[JOBS]
**1)** From the Mandy Van Deven biography, repeat the words starting with "Mandy Van Deven" and going on through "(India), and Newsweek.".
**2)** In the Mandy Van Deven biography, which outlets are named in the sentence that begins "She has written for"?

[PASSAGE]
▬▬▬▬▬▬▬▬▬▬

Mandy Van Deven is a philanthropy consultant — with particular emphasis on gender, racial, and economic justice and fortifying the infrastructure for narrative power. She is a contributor to Inside Philanthropy, the co-author of “Hey, Shorty! A Guide to Combating Sexual Harassment and Violence in School and on the Streets” (2011) and the editor of Polyphonic Feminisms: Acting in Concert. She has written for Salon, The Guardian, Refinery29, GlobalPost, Marie Claire (India), and Newsweek.

Background 
Van Deven was raised in Athens, Georgia and attended Georgia State University in Atlanta, where she got involved in social justice activism and independent media. She moved to New York City in 2003 and became a community organizer at Girls for Gender Equity (GGE). She has a Master of Social Work (Organizational Management and Leadership) from the Silberman School of Social Work at Hunter College.

Career 
Van Deven has written about many topics, including philanthropy, making humanitarian aid more accountable, race, poverty in America, child marriage, women's safety in public spaces, and global health.

▬▬▬▬▬▬▬▬▬▬

[EXCERPTED DATA]

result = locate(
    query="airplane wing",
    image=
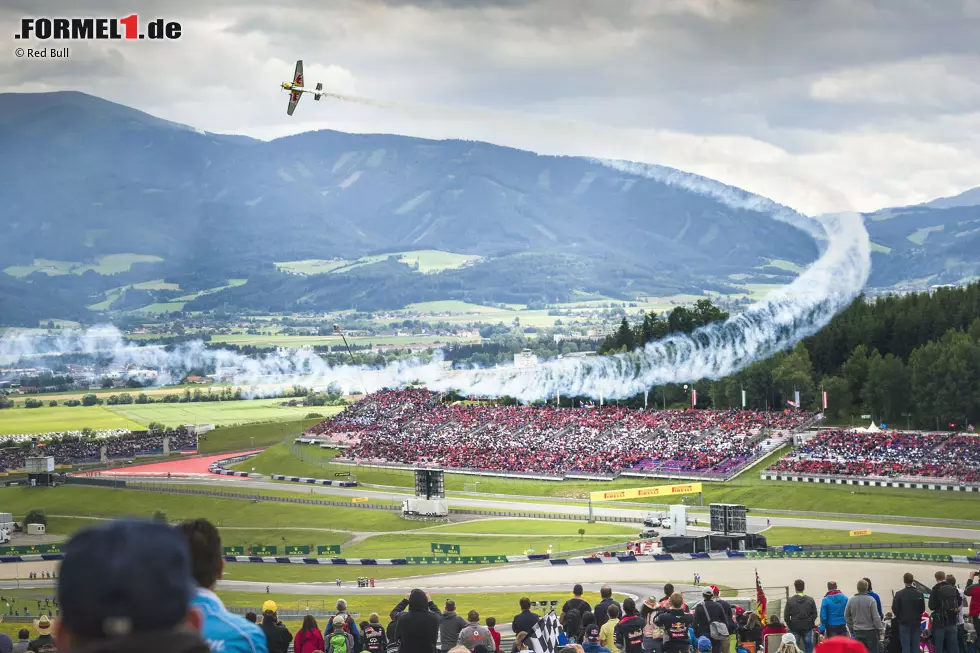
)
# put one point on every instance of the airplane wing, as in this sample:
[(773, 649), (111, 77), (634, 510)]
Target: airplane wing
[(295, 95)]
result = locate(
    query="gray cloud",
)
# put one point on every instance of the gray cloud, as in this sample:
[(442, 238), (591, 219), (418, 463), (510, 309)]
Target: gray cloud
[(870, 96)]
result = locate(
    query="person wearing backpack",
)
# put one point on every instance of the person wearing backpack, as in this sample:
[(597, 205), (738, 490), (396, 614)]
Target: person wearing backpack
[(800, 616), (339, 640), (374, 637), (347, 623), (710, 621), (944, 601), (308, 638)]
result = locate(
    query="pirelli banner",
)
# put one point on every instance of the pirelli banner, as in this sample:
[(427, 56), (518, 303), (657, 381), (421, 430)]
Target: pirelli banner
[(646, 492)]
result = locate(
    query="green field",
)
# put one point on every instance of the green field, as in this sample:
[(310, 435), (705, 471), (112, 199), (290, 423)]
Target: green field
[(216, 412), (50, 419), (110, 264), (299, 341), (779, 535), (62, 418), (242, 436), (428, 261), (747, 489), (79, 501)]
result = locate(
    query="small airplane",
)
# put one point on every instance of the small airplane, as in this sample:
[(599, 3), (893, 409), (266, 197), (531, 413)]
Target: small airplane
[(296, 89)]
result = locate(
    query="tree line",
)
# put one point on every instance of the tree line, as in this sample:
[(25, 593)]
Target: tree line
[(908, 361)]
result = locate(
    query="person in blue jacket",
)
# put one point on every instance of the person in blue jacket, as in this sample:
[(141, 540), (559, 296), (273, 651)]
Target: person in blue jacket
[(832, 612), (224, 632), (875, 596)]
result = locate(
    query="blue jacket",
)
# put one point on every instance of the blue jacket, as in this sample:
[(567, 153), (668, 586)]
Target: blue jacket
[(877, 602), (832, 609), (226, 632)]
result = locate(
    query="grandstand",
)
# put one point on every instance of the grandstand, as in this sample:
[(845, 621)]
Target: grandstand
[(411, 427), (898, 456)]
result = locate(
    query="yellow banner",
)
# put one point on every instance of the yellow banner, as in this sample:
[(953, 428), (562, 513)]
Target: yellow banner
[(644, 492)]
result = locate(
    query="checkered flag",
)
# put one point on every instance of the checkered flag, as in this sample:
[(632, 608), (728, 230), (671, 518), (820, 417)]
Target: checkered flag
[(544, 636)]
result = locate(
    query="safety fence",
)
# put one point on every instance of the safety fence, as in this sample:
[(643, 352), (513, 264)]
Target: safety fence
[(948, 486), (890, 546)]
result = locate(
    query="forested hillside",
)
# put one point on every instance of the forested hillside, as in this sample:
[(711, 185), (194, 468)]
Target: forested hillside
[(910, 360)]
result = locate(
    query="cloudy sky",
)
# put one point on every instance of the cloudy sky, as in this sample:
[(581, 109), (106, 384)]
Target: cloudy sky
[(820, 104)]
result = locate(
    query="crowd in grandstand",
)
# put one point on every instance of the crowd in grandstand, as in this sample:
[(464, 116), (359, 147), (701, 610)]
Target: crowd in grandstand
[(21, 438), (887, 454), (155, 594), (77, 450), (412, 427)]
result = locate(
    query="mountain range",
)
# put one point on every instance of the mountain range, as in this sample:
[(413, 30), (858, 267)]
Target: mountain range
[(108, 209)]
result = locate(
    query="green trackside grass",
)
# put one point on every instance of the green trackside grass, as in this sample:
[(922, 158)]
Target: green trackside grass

▬▬▬▬▬▬▬▬▬▬

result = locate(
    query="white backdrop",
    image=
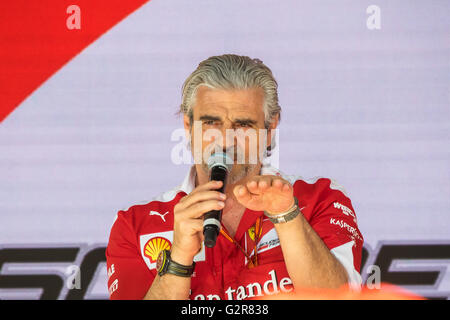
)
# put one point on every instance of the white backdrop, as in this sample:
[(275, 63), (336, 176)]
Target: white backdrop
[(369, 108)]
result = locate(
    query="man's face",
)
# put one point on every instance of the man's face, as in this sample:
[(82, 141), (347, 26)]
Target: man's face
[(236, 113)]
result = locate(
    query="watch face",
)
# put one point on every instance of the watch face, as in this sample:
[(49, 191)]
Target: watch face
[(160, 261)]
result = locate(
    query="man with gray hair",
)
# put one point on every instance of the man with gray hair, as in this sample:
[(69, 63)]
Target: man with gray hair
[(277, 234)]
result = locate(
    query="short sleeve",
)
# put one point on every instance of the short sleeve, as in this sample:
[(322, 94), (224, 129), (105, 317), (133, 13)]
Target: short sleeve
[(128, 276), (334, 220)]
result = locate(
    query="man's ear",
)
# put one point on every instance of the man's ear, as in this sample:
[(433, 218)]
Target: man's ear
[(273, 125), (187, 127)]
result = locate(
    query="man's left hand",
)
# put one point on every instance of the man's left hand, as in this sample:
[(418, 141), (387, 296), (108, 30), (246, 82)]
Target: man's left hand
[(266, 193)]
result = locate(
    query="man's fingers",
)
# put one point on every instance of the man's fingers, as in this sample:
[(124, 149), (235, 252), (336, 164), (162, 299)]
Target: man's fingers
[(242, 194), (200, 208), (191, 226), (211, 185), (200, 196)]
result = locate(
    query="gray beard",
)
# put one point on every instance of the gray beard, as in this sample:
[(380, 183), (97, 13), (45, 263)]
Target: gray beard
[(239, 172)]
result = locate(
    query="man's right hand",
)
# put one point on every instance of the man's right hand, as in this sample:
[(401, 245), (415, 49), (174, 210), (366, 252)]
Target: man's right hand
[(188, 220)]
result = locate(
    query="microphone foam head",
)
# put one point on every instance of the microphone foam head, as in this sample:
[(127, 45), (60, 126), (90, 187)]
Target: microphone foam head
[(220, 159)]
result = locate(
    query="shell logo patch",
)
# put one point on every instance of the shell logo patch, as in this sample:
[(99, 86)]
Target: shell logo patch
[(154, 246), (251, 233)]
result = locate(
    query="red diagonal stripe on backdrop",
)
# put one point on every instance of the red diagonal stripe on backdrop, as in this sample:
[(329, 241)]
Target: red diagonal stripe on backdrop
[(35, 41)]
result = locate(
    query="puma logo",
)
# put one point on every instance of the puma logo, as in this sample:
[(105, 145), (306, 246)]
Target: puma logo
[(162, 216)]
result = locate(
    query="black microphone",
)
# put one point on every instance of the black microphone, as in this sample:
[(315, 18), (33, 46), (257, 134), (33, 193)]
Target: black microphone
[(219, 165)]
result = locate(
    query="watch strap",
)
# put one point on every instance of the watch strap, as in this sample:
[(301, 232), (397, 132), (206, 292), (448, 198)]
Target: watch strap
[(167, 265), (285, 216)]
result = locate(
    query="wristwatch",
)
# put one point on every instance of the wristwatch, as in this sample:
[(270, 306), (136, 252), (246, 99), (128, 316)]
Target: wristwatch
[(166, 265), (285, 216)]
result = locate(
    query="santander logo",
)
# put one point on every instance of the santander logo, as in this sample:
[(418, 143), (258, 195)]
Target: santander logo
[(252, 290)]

▬▬▬▬▬▬▬▬▬▬

[ANSWERS TO EACH TASK]
**1)**
Mandy Van Deven is a philanthropy consultant — with particular emphasis on gender, racial, and economic justice and fortifying the infrastructure for narrative power. She is a contributor to Inside Philanthropy, the co-author of “Hey, Shorty! A Guide to Combating Sexual Harassment and Violence in School and on the Streets” (2011) and the editor of Polyphonic Feminisms: Acting in Concert. She has written for Salon, The Guardian, Refinery29, GlobalPost, Marie Claire (India), and Newsweek.

**2)** Salon, The Guardian, Refinery29, GlobalPost, Marie Claire (India), and Newsweek.